** Start of Data lines **

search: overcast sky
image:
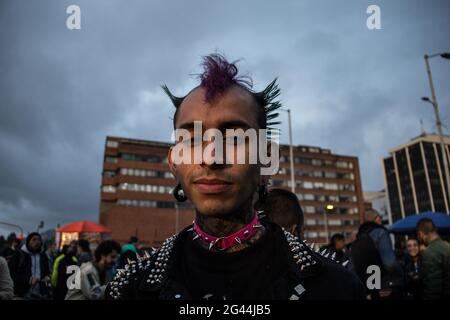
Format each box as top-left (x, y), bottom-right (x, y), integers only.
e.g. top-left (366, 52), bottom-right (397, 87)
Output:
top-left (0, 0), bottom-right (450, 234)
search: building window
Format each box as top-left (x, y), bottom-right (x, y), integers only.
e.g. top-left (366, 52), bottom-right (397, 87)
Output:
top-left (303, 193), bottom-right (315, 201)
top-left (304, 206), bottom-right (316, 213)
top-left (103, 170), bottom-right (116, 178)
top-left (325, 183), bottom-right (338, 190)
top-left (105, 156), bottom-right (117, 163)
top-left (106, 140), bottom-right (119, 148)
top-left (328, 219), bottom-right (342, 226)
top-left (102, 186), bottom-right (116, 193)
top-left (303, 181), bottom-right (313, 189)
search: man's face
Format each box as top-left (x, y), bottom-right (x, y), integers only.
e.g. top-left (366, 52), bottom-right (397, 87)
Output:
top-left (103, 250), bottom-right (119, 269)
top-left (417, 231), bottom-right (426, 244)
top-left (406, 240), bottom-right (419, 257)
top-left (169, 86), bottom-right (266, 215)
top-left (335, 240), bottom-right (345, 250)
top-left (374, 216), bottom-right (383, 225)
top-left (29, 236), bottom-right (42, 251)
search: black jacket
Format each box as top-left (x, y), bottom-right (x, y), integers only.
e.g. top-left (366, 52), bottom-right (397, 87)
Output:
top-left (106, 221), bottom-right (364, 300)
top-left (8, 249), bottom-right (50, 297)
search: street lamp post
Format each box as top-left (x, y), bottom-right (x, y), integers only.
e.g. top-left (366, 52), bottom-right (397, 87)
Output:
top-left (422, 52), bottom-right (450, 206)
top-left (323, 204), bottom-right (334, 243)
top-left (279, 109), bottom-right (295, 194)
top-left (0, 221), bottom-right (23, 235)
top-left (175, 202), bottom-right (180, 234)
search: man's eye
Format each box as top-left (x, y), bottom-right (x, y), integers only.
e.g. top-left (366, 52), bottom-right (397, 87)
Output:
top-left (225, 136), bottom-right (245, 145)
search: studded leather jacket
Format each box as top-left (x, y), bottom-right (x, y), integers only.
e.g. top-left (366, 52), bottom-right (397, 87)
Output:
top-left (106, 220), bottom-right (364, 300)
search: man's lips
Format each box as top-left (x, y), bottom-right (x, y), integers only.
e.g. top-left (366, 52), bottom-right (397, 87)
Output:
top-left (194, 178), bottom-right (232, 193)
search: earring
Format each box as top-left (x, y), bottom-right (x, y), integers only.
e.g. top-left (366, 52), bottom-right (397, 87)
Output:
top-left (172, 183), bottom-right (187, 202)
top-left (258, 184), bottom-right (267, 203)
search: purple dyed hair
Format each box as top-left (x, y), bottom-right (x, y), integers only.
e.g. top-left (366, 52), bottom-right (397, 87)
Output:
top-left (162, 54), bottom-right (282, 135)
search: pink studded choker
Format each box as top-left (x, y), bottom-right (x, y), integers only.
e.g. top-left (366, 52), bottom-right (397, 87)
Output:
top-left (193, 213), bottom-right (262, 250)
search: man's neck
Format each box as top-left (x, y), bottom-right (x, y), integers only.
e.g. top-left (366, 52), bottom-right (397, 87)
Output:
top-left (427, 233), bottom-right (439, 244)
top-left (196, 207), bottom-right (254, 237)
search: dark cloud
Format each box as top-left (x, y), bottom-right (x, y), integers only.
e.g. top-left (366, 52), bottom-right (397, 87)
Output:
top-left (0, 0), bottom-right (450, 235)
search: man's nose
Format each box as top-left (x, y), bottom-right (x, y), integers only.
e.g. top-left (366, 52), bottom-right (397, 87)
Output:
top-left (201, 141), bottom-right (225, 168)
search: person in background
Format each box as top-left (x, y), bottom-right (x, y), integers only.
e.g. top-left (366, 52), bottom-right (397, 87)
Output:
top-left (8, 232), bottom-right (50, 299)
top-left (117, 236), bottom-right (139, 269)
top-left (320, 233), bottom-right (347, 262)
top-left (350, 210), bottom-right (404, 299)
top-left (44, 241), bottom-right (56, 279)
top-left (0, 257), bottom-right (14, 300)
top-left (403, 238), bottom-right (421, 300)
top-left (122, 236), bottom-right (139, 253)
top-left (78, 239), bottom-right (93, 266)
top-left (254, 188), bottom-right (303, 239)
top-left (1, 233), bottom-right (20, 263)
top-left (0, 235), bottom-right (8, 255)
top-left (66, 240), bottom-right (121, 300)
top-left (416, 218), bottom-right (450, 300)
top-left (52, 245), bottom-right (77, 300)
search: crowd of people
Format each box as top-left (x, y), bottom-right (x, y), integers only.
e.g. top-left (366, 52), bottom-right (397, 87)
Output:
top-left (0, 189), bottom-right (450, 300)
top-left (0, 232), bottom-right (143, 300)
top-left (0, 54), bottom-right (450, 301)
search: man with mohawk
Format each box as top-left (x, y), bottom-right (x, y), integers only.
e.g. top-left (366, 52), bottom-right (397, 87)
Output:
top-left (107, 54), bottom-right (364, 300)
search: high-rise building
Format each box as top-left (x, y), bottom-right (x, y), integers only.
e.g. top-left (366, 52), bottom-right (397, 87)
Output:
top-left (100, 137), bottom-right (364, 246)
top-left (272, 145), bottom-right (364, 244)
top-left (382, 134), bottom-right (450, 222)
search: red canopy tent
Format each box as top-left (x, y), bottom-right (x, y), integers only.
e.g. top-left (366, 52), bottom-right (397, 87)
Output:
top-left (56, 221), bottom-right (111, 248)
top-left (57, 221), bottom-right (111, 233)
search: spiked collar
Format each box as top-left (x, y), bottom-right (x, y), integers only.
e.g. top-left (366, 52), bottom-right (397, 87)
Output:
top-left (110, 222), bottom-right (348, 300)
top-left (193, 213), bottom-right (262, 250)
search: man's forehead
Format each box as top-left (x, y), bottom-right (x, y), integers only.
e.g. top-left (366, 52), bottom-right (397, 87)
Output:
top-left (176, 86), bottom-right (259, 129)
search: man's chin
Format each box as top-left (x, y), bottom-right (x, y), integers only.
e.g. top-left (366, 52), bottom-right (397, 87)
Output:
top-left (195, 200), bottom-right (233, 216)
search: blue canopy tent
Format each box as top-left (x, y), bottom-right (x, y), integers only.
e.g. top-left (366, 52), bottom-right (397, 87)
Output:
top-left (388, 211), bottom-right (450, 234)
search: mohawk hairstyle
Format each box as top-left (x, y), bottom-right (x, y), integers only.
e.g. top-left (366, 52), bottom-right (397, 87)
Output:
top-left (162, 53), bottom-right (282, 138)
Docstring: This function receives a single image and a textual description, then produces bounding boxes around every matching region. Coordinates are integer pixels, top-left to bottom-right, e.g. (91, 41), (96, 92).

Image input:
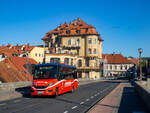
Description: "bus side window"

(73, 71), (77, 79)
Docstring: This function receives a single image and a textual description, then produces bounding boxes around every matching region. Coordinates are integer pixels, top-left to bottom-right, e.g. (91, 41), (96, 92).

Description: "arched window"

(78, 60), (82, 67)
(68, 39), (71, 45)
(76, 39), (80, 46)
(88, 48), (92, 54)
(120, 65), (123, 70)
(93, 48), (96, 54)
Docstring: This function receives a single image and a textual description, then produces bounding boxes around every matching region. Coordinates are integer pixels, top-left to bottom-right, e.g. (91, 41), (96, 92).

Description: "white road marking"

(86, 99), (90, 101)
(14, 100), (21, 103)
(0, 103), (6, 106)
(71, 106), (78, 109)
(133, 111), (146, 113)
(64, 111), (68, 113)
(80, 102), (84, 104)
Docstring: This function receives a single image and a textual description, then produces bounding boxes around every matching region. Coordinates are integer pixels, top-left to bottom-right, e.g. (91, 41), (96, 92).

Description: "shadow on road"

** End of Data lines **

## Exercise directions
Recast every line of the entries above as a numbered list, leaving out blank lines and the pictures.

## Output below
1. search: overcast sky
2. image:
3. Format each box as top-left (x, y), bottom-right (x, y), integers only.
4. e.g. top-left (366, 52), bottom-right (397, 87)
5. Output:
6. top-left (0, 0), bottom-right (450, 234)
7. search: building window
8. Format each box as top-left (x, y), bottom-right (x, y), integers only.
9. e.g. top-left (366, 52), bottom-right (397, 87)
10. Output:
11. top-left (303, 193), bottom-right (315, 201)
12. top-left (304, 206), bottom-right (316, 213)
13. top-left (103, 170), bottom-right (116, 178)
14. top-left (325, 183), bottom-right (338, 190)
15. top-left (105, 156), bottom-right (117, 163)
16. top-left (106, 140), bottom-right (119, 148)
17. top-left (328, 219), bottom-right (342, 226)
18. top-left (102, 186), bottom-right (116, 193)
19. top-left (303, 181), bottom-right (313, 189)
20. search: man's face
21. Format each box as top-left (x, y), bottom-right (x, y), integers only.
22. e.g. top-left (366, 52), bottom-right (397, 87)
23. Output:
24. top-left (103, 250), bottom-right (119, 269)
25. top-left (417, 231), bottom-right (426, 244)
26. top-left (406, 240), bottom-right (419, 257)
27. top-left (169, 86), bottom-right (266, 215)
28. top-left (335, 240), bottom-right (345, 250)
29. top-left (374, 216), bottom-right (383, 225)
30. top-left (29, 236), bottom-right (42, 251)
31. search: black jacket
32. Format each box as top-left (x, y), bottom-right (x, y), integers only.
33. e.g. top-left (366, 52), bottom-right (397, 87)
34. Output:
35. top-left (106, 221), bottom-right (364, 300)
36. top-left (8, 249), bottom-right (50, 297)
37. search: street lamp post
38. Format each box as top-left (x, y), bottom-right (x, y), integers only.
39. e.g. top-left (366, 52), bottom-right (397, 87)
40. Output:
41. top-left (422, 52), bottom-right (450, 206)
42. top-left (323, 204), bottom-right (334, 243)
43. top-left (279, 109), bottom-right (295, 194)
44. top-left (0, 221), bottom-right (23, 235)
45. top-left (175, 202), bottom-right (180, 234)
46. search: man's eye
47. Format each box as top-left (x, y), bottom-right (x, y), integers only.
48. e.g. top-left (366, 52), bottom-right (397, 87)
49. Output:
50. top-left (225, 136), bottom-right (245, 145)
51. search: studded leather jacket
52. Format each box as top-left (x, y), bottom-right (x, y), integers only.
53. e.g. top-left (366, 52), bottom-right (397, 87)
54. Output:
55. top-left (106, 220), bottom-right (364, 300)
56. search: man's lips
57. Format each box as top-left (x, y), bottom-right (x, y), integers only.
58. e.g. top-left (366, 52), bottom-right (397, 87)
59. Output:
60. top-left (194, 178), bottom-right (232, 193)
61. search: earring
62. Format each box as top-left (x, y), bottom-right (x, y), integers only.
63. e.g. top-left (366, 52), bottom-right (397, 87)
64. Output:
65. top-left (172, 183), bottom-right (187, 202)
66. top-left (258, 184), bottom-right (267, 203)
67. search: purple dyed hair
68. Format each box as top-left (x, y), bottom-right (x, y), integers only.
69. e.g. top-left (366, 52), bottom-right (397, 87)
70. Output:
71. top-left (162, 54), bottom-right (282, 135)
72. search: pink studded choker
73. Format each box as top-left (x, y), bottom-right (x, y), integers only.
74. e.g. top-left (366, 52), bottom-right (397, 87)
75. Output:
76. top-left (193, 213), bottom-right (262, 250)
77. search: man's neck
78. Format each box as top-left (x, y), bottom-right (x, y), integers only.
79. e.g. top-left (366, 52), bottom-right (397, 87)
80. Output:
81. top-left (427, 233), bottom-right (439, 244)
82. top-left (196, 207), bottom-right (254, 237)
83. search: dark cloud
84. Format each box as top-left (x, y), bottom-right (x, y), integers only.
85. e.g. top-left (366, 52), bottom-right (397, 87)
86. Output:
87. top-left (0, 0), bottom-right (450, 235)
88. search: man's nose
89. Format each box as top-left (x, y), bottom-right (x, y), integers only.
90. e.g. top-left (366, 52), bottom-right (397, 87)
91. Output:
92. top-left (201, 141), bottom-right (225, 168)
93. search: person in background
94. Format each box as top-left (x, y), bottom-right (x, y), integers only.
95. e.g. top-left (366, 52), bottom-right (397, 87)
96. Output:
97. top-left (8, 232), bottom-right (50, 299)
98. top-left (117, 236), bottom-right (139, 269)
99. top-left (320, 233), bottom-right (347, 262)
100. top-left (350, 210), bottom-right (404, 299)
101. top-left (44, 241), bottom-right (56, 279)
102. top-left (0, 257), bottom-right (14, 300)
103. top-left (403, 238), bottom-right (421, 300)
104. top-left (122, 236), bottom-right (139, 253)
105. top-left (78, 239), bottom-right (93, 266)
106. top-left (254, 188), bottom-right (303, 239)
107. top-left (1, 233), bottom-right (20, 263)
108. top-left (0, 235), bottom-right (8, 255)
109. top-left (66, 240), bottom-right (121, 300)
110. top-left (416, 218), bottom-right (450, 300)
111. top-left (52, 245), bottom-right (77, 300)
112. search: crowd of people
113. Format each box as top-left (x, y), bottom-right (x, y), integers only.
114. e.g. top-left (366, 52), bottom-right (397, 87)
115. Output:
116. top-left (0, 189), bottom-right (450, 300)
117. top-left (0, 232), bottom-right (143, 300)
118. top-left (0, 54), bottom-right (450, 301)
119. search: man with mohawk
120. Format each box as top-left (x, y), bottom-right (x, y), integers only.
121. e.g. top-left (366, 52), bottom-right (397, 87)
122. Output:
123. top-left (107, 54), bottom-right (364, 300)
124. search: high-rise building
125. Format each box as top-left (x, y), bottom-right (x, y), integers only.
126. e.g. top-left (366, 52), bottom-right (397, 87)
127. Output:
128. top-left (100, 137), bottom-right (364, 246)
129. top-left (272, 145), bottom-right (364, 244)
130. top-left (382, 134), bottom-right (450, 222)
131. search: red canopy tent
132. Format each box as top-left (x, y), bottom-right (x, y), integers only.
133. e.g. top-left (366, 52), bottom-right (397, 87)
134. Output:
135. top-left (56, 221), bottom-right (111, 248)
136. top-left (57, 221), bottom-right (111, 233)
137. search: spiked collar
138. Format each box as top-left (x, y), bottom-right (x, y), integers only.
139. e.g. top-left (366, 52), bottom-right (397, 87)
140. Output:
141. top-left (110, 222), bottom-right (348, 300)
142. top-left (193, 213), bottom-right (262, 250)
143. search: man's forehead
144. Format each box as top-left (x, y), bottom-right (x, y), integers only.
145. e.g. top-left (366, 52), bottom-right (397, 87)
146. Output:
147. top-left (176, 86), bottom-right (259, 129)
148. search: man's chin
149. Format each box as top-left (x, y), bottom-right (x, y), integers only.
150. e.g. top-left (366, 52), bottom-right (397, 87)
151. Output:
152. top-left (195, 200), bottom-right (233, 216)
153. search: blue canopy tent
154. Format each box as top-left (x, y), bottom-right (x, y), integers only.
155. e.g. top-left (366, 52), bottom-right (397, 87)
156. Output:
157. top-left (388, 211), bottom-right (450, 234)
158. search: mohawk hairstyle
159. Format each box as top-left (x, y), bottom-right (x, y), integers only.
160. e.g. top-left (366, 52), bottom-right (397, 87)
161. Output:
162. top-left (162, 53), bottom-right (282, 138)
163. Docstring: This function receives a single image and a textual description, then produces bounding boxes around every matching region. Coordinates are integer pixels, top-left to bottom-right, e.g. (91, 41), (96, 92).
164. Image input:
165. Description: "bus side window"
166. (73, 71), (77, 79)
167. Docstring: This function receives a single image and a textual description, then produces bounding boxes around every matching region. Coordinates are integer pixels, top-left to bottom-right, e.g. (91, 41), (96, 92).
168. Description: "arched window"
169. (78, 60), (82, 67)
170. (68, 39), (71, 45)
171. (76, 39), (80, 46)
172. (88, 48), (92, 54)
173. (120, 65), (123, 70)
174. (93, 48), (96, 54)
175. Docstring: This function receives a single image and a textual description, then produces bounding boxes around every matching region. Coordinates are integer pixels, top-left to bottom-right, e.g. (91, 41), (96, 92).
176. Description: "white road marking"
177. (86, 99), (90, 101)
178. (14, 100), (21, 103)
179. (0, 103), (6, 106)
180. (71, 106), (78, 109)
181. (133, 111), (146, 113)
182. (64, 111), (68, 113)
183. (80, 102), (84, 104)
184. Docstring: This function receives a single image and a textual description, then produces bounding boxes around every matching region. Coordinates are integer pixels, top-left to bottom-right, e.g. (91, 41), (96, 92).
185. Description: "shadow on road"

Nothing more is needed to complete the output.